PROVIDED INFORMATION:
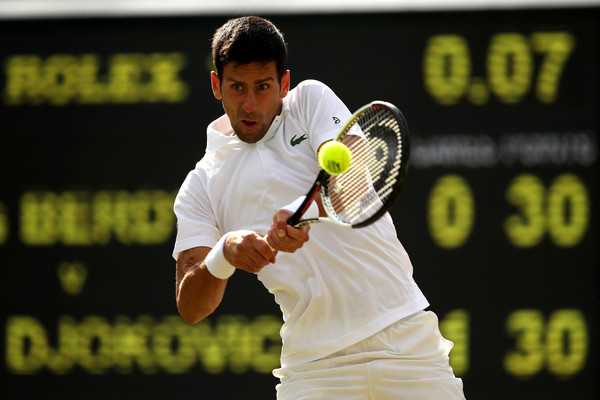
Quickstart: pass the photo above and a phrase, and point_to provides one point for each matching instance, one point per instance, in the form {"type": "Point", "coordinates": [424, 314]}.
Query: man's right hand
{"type": "Point", "coordinates": [248, 251]}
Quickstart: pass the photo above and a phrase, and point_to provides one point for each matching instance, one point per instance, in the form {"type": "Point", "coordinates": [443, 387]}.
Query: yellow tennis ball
{"type": "Point", "coordinates": [334, 157]}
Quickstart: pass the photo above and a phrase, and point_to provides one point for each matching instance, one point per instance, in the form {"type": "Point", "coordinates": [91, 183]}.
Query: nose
{"type": "Point", "coordinates": [249, 105]}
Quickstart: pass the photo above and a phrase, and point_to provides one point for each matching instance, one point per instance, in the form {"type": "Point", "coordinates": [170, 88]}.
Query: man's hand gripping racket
{"type": "Point", "coordinates": [378, 139]}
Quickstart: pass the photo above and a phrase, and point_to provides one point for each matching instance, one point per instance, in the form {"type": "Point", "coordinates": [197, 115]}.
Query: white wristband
{"type": "Point", "coordinates": [216, 263]}
{"type": "Point", "coordinates": [311, 212]}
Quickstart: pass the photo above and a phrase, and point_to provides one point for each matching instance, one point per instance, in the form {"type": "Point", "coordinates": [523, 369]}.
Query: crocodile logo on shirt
{"type": "Point", "coordinates": [299, 140]}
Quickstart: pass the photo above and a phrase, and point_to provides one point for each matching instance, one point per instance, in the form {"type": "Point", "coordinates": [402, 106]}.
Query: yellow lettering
{"type": "Point", "coordinates": [451, 211]}
{"type": "Point", "coordinates": [527, 357]}
{"type": "Point", "coordinates": [62, 79]}
{"type": "Point", "coordinates": [26, 345]}
{"type": "Point", "coordinates": [80, 218]}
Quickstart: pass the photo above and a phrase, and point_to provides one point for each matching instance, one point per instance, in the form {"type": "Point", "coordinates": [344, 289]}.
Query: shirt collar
{"type": "Point", "coordinates": [220, 133]}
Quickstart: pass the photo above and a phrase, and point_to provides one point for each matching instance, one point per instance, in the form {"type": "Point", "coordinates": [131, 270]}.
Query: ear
{"type": "Point", "coordinates": [285, 84]}
{"type": "Point", "coordinates": [216, 85]}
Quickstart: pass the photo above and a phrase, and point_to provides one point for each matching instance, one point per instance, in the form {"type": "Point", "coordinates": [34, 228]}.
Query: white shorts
{"type": "Point", "coordinates": [406, 361]}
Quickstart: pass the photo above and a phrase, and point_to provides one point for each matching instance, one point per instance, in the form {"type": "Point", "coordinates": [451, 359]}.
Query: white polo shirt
{"type": "Point", "coordinates": [343, 285]}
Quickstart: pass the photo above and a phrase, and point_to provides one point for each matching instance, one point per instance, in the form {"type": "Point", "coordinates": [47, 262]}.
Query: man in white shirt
{"type": "Point", "coordinates": [354, 325]}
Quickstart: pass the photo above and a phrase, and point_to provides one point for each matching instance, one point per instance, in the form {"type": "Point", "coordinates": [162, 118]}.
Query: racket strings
{"type": "Point", "coordinates": [375, 142]}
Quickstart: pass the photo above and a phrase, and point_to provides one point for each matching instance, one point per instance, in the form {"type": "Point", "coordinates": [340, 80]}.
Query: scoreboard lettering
{"type": "Point", "coordinates": [103, 118]}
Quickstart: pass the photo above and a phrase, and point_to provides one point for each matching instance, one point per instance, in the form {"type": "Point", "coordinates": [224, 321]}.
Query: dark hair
{"type": "Point", "coordinates": [248, 39]}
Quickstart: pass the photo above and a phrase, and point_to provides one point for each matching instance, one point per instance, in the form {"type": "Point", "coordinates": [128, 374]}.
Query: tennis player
{"type": "Point", "coordinates": [355, 325]}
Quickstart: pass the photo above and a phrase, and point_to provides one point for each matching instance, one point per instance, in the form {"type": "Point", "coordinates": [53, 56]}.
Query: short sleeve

EXERCISE INSTRUCTIONS:
Give every record back exactly as it reads, with no images.

RESULT BELOW:
Quickstart: pass the photo above and a phrase, and point_to provides one point for each matching instance, one point per instance, in the form {"type": "Point", "coordinates": [424, 314]}.
Query: man's right hand
{"type": "Point", "coordinates": [248, 251]}
Quickstart: pass the photo above and a phrase, and point_to provides one point for each matching instance, one point per instance, in the form {"type": "Point", "coordinates": [443, 387]}.
Query: yellow tennis ball
{"type": "Point", "coordinates": [334, 157]}
Quickstart: pass the photo above and a phrase, and point_to provides one point for each matching instance, one point per instance, in the form {"type": "Point", "coordinates": [91, 183]}.
Query: nose
{"type": "Point", "coordinates": [249, 105]}
Quickstart: pass the photo above and a phrase, and point_to provides one point for each matching instance, one point per instance, in the form {"type": "Point", "coordinates": [170, 88]}.
Query: man's hand gripping racket
{"type": "Point", "coordinates": [378, 139]}
Quickstart: pass the photo above and a phrase, and point_to provides one point for each matching instance, one point per instance, in the form {"type": "Point", "coordinates": [197, 115]}.
Query: white wristband
{"type": "Point", "coordinates": [216, 263]}
{"type": "Point", "coordinates": [311, 212]}
Quickstart: pass the photo above and a phrase, and point_to provides one point for each matching instance, one point per instance, in the form {"type": "Point", "coordinates": [523, 369]}.
Query: crocodile logo on shirt
{"type": "Point", "coordinates": [299, 140]}
Quickstart: pass the photo above and a phrase, and point_to provides one point for each matching instance, one point per instance, in the form {"type": "Point", "coordinates": [402, 106]}.
Query: yellow lettering
{"type": "Point", "coordinates": [451, 211]}
{"type": "Point", "coordinates": [527, 357]}
{"type": "Point", "coordinates": [62, 79]}
{"type": "Point", "coordinates": [26, 345]}
{"type": "Point", "coordinates": [80, 218]}
Quickstart: pass the photo above and a phrase, and point_to provides one point for each matching instance, one point per instance, in the form {"type": "Point", "coordinates": [344, 289]}.
Query: shirt collar
{"type": "Point", "coordinates": [220, 133]}
Quickstart: pass the photo above and a phrase, and point_to provides one point for each matching instance, one point per instance, in the form {"type": "Point", "coordinates": [131, 270]}.
Query: ear
{"type": "Point", "coordinates": [285, 84]}
{"type": "Point", "coordinates": [216, 85]}
Quickstart: pass the photo above and a phrase, and point_to provides one point for each matching instance, one point per instance, in the form {"type": "Point", "coordinates": [34, 228]}.
Query: white shorts
{"type": "Point", "coordinates": [406, 361]}
Quickstart: pass the photo above and a phrase, and point_to provides one point for each matching instance, one point per instance, in the form {"type": "Point", "coordinates": [451, 359]}.
Query: white polo shirt
{"type": "Point", "coordinates": [343, 285]}
Quickstart: pass the photo above and a phrase, and point_to provides one point for each matching instance, one point per instance, in the form {"type": "Point", "coordinates": [47, 262]}.
Query: man in white shirt
{"type": "Point", "coordinates": [354, 325]}
Quickstart: pass the photo above and a phrase, and point_to provides one point for each matching instance, one point per instance, in the form {"type": "Point", "coordinates": [162, 118]}.
Query: racket strings
{"type": "Point", "coordinates": [375, 142]}
Quickstart: pass the photo above and a phrase, and point_to provides one point for each matching instance, one point per instance, in the form {"type": "Point", "coordinates": [340, 80]}.
Query: scoreboard lettering
{"type": "Point", "coordinates": [103, 118]}
Quickstart: pass the photo above and a phrase, and point_to provides one point for each matching instance, one point per instance, in the form {"type": "Point", "coordinates": [224, 321]}.
Query: dark hair
{"type": "Point", "coordinates": [248, 39]}
Quickstart: pass the photo above and a phrase, and point_to provides one point for each matching instance, one point per instance, in the form {"type": "Point", "coordinates": [128, 374]}.
Query: tennis player
{"type": "Point", "coordinates": [355, 325]}
Quickstart: pass the photo above and a phrase, and point_to provides one point for each matching instance, one point per instance, in the form {"type": "Point", "coordinates": [53, 56]}.
Query: short sleeve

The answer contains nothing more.